→ Task objective: Only the lines of the data below from the one with "Where can you spot the packed" through the one with "Where can you spot the ski boot" are wanted. Repeat them exactly.

→ Recorded data:
========
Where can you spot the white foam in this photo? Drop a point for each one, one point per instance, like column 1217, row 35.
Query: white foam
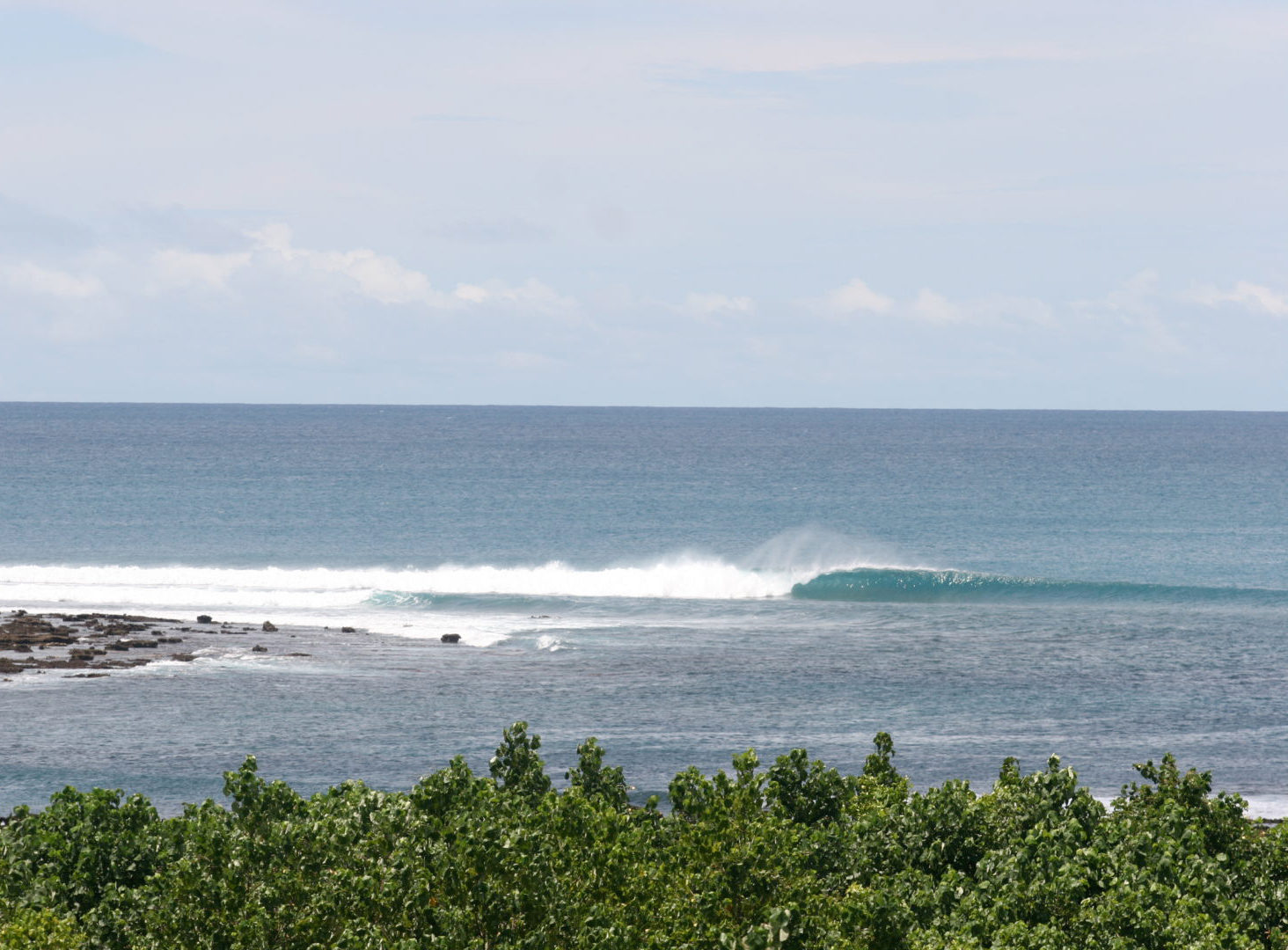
column 680, row 577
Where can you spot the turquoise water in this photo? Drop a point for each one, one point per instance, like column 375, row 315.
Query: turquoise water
column 683, row 583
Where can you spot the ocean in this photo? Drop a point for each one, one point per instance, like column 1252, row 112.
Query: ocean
column 682, row 583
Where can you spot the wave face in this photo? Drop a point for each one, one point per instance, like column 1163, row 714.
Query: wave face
column 918, row 585
column 492, row 588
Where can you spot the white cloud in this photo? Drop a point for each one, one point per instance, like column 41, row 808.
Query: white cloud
column 385, row 280
column 531, row 294
column 38, row 281
column 935, row 308
column 1254, row 296
column 372, row 275
column 706, row 307
column 179, row 268
column 855, row 297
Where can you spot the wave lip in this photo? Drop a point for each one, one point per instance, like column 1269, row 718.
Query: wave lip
column 922, row 585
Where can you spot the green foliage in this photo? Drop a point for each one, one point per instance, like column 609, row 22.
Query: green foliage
column 593, row 779
column 516, row 766
column 791, row 856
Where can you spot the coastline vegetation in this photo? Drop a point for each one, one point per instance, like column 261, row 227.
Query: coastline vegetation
column 793, row 855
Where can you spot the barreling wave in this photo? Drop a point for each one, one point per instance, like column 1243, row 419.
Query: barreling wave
column 494, row 588
column 904, row 585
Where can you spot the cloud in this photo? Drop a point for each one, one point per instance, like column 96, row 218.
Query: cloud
column 706, row 307
column 1254, row 296
column 179, row 268
column 935, row 308
column 385, row 280
column 531, row 294
column 38, row 281
column 855, row 297
column 374, row 275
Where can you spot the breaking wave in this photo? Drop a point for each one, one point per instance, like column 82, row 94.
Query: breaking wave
column 521, row 588
column 904, row 585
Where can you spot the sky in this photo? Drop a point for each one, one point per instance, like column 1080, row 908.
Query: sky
column 1001, row 203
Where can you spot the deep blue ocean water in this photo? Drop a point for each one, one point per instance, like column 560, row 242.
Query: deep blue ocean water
column 683, row 583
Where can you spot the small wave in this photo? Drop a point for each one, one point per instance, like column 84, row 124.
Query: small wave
column 902, row 585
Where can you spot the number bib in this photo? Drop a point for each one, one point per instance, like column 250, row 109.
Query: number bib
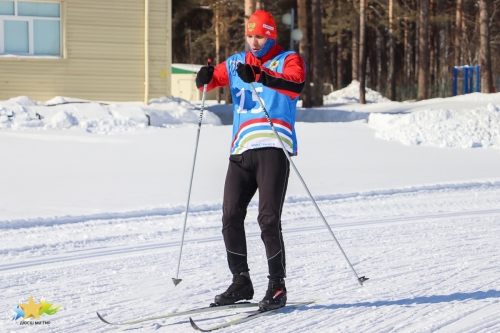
column 251, row 129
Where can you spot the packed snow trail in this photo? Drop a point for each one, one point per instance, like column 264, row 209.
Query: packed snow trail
column 431, row 255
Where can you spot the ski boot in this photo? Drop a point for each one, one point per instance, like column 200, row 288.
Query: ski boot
column 275, row 296
column 240, row 289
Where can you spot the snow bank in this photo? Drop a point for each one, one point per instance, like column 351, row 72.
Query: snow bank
column 22, row 113
column 350, row 94
column 465, row 128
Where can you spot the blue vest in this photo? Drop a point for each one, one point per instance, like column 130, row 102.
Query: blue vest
column 251, row 129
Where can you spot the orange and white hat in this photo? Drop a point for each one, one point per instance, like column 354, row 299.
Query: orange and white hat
column 262, row 23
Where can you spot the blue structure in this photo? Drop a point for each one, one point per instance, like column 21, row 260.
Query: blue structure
column 467, row 82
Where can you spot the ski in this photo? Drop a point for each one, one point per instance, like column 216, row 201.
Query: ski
column 184, row 313
column 251, row 316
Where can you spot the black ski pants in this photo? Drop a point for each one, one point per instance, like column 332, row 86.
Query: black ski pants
column 265, row 169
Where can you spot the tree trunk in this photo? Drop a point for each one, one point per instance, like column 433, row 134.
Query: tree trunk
column 372, row 49
column 458, row 32
column 484, row 54
column 423, row 51
column 392, row 53
column 362, row 51
column 304, row 50
column 382, row 78
column 318, row 62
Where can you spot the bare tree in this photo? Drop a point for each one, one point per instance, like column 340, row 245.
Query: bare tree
column 485, row 57
column 362, row 51
column 423, row 51
column 304, row 50
column 318, row 54
column 392, row 53
column 355, row 51
column 458, row 31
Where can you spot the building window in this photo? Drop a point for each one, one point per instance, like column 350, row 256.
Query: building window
column 30, row 28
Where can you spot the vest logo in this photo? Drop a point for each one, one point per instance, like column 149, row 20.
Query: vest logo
column 34, row 310
column 273, row 65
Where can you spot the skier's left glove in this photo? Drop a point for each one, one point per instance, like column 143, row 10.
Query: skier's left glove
column 248, row 73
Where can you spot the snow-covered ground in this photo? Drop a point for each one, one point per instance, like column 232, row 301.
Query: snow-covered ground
column 92, row 204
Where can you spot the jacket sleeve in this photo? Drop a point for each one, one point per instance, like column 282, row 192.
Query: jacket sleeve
column 291, row 81
column 220, row 78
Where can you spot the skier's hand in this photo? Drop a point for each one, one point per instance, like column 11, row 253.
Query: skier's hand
column 205, row 75
column 248, row 73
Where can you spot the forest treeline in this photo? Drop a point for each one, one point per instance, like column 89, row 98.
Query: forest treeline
column 405, row 49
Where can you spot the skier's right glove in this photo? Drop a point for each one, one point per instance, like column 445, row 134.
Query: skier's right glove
column 204, row 75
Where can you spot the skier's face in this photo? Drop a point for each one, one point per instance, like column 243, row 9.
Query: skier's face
column 256, row 42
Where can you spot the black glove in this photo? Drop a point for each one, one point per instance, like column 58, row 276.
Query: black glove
column 247, row 72
column 204, row 75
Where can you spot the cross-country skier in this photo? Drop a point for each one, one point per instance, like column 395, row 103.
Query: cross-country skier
column 257, row 160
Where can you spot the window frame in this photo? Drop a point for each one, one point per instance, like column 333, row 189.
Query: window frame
column 31, row 31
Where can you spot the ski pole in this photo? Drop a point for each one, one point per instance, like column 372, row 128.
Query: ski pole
column 176, row 280
column 360, row 280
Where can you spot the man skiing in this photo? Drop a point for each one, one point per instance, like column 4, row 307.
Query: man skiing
column 257, row 160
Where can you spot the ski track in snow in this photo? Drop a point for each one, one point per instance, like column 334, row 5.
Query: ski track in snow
column 431, row 256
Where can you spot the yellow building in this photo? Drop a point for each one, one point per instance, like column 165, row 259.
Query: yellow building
column 106, row 50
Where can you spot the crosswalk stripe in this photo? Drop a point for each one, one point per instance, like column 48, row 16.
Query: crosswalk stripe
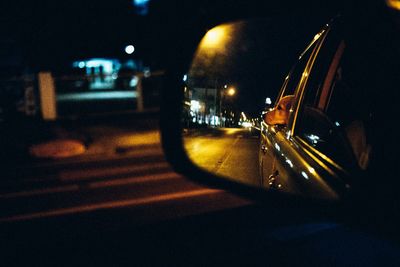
column 113, row 204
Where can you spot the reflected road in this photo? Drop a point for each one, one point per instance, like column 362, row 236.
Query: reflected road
column 229, row 152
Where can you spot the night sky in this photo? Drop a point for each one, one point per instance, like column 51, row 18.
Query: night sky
column 51, row 34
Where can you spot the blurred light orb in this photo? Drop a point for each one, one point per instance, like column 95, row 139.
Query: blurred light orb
column 129, row 49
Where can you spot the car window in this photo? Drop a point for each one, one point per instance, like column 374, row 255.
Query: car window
column 329, row 121
column 293, row 78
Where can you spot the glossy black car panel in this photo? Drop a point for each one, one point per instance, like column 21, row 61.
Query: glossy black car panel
column 323, row 148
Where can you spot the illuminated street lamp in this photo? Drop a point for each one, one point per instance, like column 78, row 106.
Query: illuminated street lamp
column 231, row 91
column 129, row 49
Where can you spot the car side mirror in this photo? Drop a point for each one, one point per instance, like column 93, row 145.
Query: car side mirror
column 280, row 113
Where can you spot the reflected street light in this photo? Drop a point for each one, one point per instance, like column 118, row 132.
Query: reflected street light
column 231, row 91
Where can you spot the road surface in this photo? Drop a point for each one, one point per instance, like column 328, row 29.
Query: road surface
column 138, row 179
column 229, row 152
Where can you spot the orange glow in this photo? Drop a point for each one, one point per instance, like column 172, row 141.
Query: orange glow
column 231, row 91
column 395, row 4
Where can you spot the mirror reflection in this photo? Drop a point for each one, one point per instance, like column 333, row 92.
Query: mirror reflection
column 245, row 120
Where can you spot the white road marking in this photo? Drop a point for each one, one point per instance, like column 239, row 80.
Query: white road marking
column 112, row 204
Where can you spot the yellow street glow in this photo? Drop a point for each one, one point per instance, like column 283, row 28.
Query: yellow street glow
column 214, row 37
column 231, row 91
column 395, row 4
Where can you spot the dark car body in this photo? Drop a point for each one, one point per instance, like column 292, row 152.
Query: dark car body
column 326, row 146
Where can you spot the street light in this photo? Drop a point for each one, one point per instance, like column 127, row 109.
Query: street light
column 231, row 91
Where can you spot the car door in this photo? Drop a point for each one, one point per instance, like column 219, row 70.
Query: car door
column 312, row 151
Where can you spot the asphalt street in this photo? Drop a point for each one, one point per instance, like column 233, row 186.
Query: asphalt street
column 229, row 152
column 128, row 171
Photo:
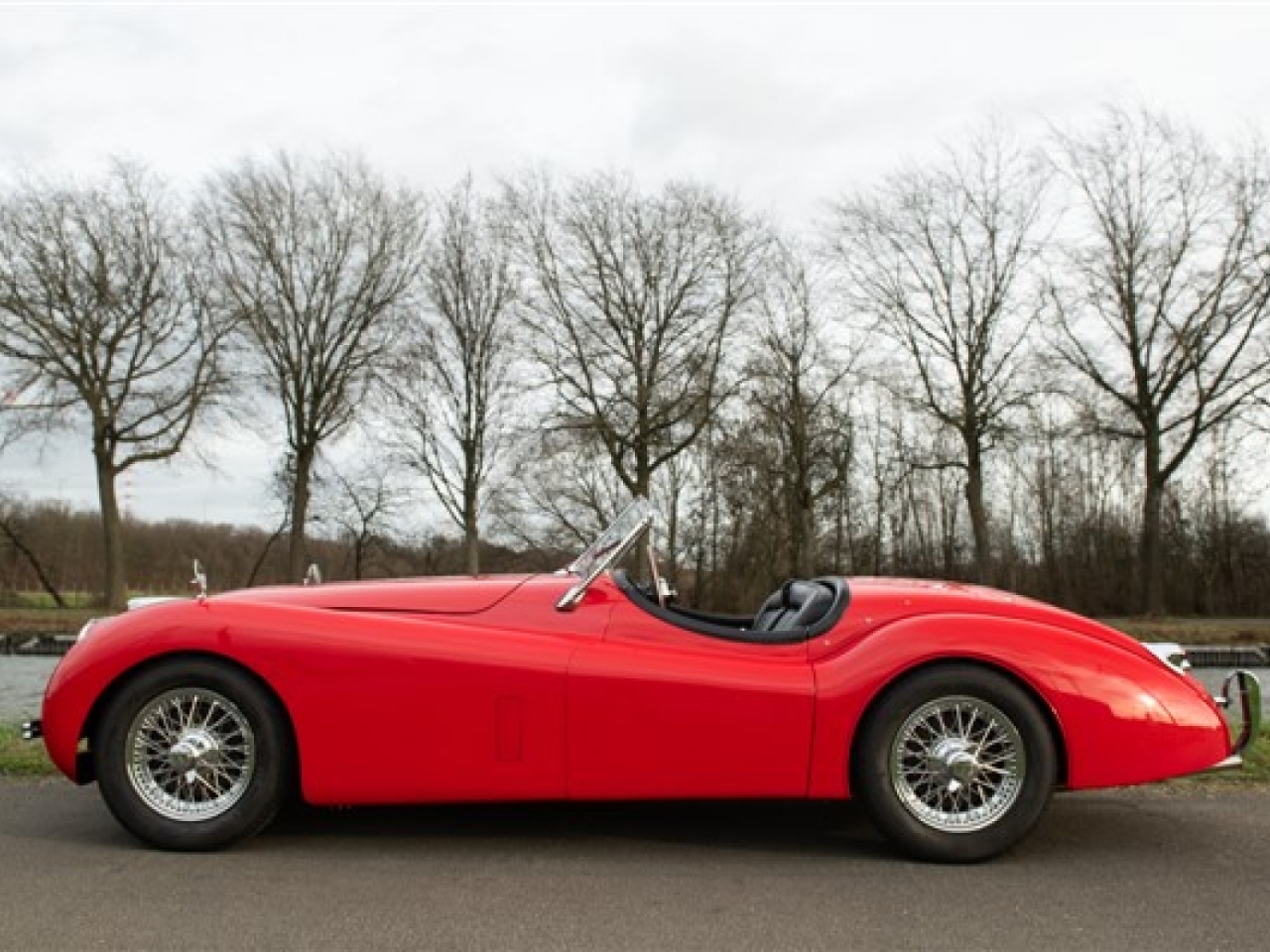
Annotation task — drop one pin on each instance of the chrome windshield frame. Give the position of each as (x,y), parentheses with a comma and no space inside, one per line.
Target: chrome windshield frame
(612,543)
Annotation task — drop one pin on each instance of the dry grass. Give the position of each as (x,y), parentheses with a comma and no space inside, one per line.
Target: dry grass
(45,621)
(1196,631)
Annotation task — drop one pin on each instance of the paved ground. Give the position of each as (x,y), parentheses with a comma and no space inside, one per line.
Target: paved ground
(1127,871)
(22,685)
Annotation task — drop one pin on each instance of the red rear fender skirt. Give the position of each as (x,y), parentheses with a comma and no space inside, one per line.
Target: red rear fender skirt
(1124,719)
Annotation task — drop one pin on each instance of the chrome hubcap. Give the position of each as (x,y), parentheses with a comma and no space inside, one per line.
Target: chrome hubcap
(190,754)
(957,765)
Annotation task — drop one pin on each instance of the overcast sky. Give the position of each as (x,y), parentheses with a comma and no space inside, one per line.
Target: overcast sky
(785,105)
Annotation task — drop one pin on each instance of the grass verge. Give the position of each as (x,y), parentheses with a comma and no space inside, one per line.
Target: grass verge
(46,621)
(22,758)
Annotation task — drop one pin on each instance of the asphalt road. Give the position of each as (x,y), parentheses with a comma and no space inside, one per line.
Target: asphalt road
(1150,870)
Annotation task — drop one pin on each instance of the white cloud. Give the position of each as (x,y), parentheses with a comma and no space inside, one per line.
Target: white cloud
(785,105)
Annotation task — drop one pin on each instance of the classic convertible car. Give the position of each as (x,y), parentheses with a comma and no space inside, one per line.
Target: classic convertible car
(951,711)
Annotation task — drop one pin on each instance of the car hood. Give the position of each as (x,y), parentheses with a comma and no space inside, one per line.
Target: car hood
(463,594)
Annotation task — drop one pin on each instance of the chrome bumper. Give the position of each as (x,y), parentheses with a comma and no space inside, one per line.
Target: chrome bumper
(1245,687)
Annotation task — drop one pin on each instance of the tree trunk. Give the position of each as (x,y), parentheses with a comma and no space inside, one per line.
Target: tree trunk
(471,540)
(113,590)
(296,551)
(1151,563)
(978,517)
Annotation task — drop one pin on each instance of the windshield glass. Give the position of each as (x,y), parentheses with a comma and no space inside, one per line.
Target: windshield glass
(613,540)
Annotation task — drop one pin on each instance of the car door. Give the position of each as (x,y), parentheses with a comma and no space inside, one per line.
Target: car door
(657,711)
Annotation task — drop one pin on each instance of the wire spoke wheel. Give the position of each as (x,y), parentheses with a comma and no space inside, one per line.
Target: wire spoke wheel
(190,754)
(957,763)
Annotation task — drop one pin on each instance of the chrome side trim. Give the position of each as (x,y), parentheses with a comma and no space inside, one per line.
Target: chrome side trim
(1170,653)
(143,601)
(1232,763)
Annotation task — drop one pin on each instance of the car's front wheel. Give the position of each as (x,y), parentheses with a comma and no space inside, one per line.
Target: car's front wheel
(955,765)
(191,754)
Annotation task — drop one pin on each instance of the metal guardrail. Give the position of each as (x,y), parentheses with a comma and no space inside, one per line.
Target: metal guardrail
(1228,655)
(27,645)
========
→ Expected answer:
Where can you spot the packed snow trail in this photo? Drop a point for each one, one point per instance, like column 264, row 209.
Query: packed snow trail
column 431, row 255
Where can you spot the ski boot in this photo? Drop a point for each one, one point per instance, like column 200, row 288.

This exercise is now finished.